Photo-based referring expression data
^^^^^^^^^^^^^^^^

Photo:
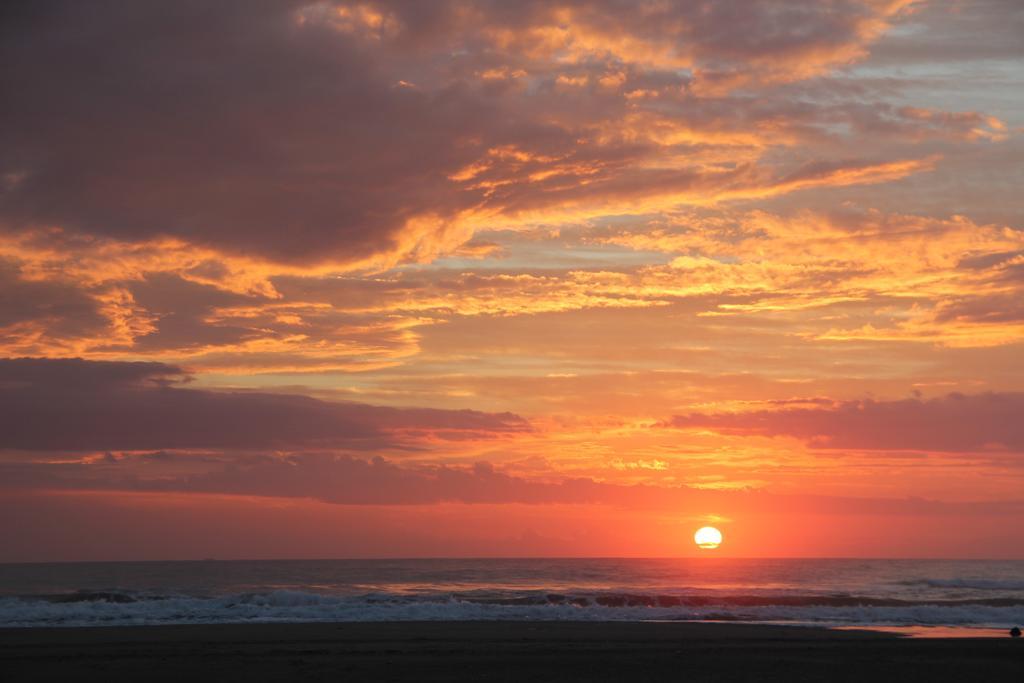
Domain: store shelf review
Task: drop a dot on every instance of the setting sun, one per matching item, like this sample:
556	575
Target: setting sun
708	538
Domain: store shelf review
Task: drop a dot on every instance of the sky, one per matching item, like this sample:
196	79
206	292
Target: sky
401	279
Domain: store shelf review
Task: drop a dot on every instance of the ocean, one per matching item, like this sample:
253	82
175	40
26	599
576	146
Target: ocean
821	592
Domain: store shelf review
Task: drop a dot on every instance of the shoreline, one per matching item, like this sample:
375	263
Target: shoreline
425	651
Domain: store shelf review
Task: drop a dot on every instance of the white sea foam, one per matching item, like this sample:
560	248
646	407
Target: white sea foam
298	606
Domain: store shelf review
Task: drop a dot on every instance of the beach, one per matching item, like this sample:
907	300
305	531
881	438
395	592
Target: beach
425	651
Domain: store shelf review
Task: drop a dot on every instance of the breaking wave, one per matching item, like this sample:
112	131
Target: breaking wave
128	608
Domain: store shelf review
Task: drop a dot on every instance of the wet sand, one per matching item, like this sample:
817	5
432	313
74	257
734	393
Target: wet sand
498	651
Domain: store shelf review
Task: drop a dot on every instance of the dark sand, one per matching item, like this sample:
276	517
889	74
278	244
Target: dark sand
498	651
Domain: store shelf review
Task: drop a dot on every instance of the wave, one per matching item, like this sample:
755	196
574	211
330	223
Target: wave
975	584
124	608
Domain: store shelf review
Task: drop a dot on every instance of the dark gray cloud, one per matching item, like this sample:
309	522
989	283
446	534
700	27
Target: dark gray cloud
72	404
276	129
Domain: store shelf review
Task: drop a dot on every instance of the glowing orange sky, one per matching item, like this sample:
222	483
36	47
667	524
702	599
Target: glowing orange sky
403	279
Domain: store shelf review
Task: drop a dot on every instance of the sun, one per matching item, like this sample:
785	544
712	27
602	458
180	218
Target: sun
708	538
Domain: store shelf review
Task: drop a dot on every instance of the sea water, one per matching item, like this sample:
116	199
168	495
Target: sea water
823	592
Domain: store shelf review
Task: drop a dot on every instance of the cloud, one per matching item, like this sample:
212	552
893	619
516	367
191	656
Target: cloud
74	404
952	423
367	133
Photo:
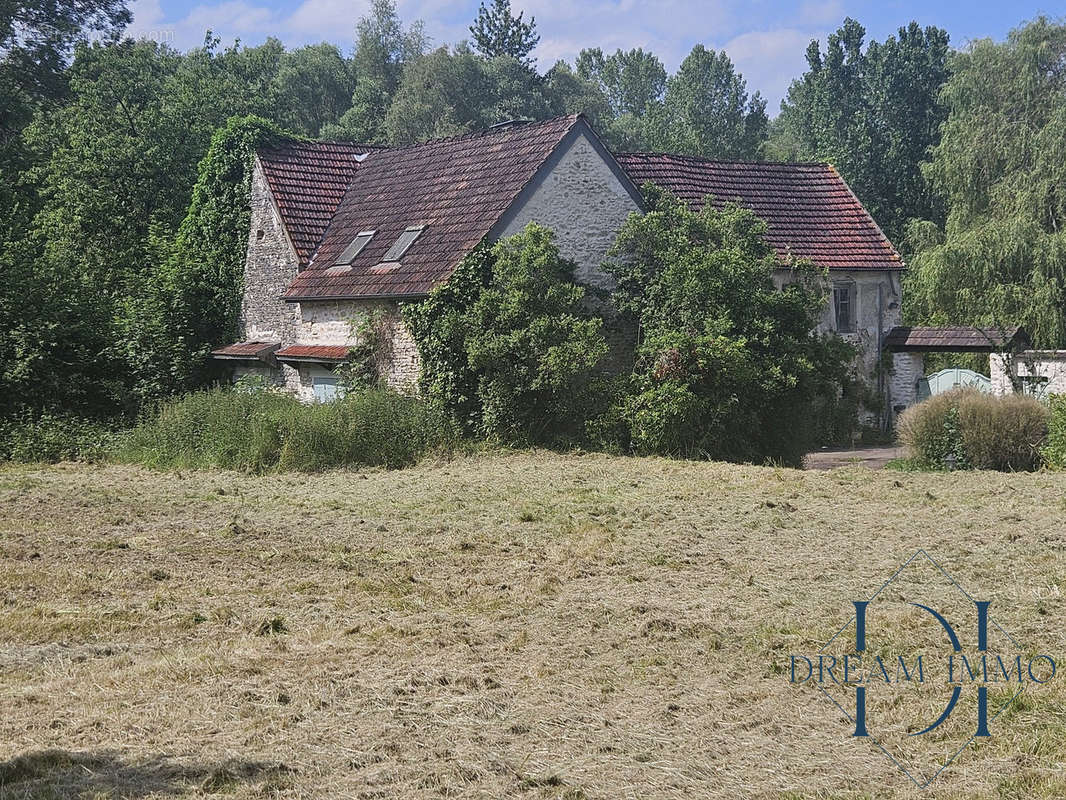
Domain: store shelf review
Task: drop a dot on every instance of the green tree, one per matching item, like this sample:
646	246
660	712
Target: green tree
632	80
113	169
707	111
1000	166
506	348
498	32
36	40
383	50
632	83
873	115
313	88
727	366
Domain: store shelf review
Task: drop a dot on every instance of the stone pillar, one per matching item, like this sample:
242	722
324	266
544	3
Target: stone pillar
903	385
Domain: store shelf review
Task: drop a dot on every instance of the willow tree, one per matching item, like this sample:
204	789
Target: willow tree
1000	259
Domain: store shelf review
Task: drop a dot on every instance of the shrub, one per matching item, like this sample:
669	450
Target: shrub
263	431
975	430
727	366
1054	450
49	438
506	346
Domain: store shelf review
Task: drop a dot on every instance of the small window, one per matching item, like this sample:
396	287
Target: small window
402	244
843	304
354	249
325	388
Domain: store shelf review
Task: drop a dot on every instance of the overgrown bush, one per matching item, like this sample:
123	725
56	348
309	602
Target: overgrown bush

^^^^^^^^^^^^^^^^

#### ASSIGNMENT:
Every line in the entries above that mentions the word "bush" must be shown.

#### COMPLETED EXERCISE:
Task: drop a dot on every instance of the overgrown bush, one per matching item, like this sample:
Target: overgrown bush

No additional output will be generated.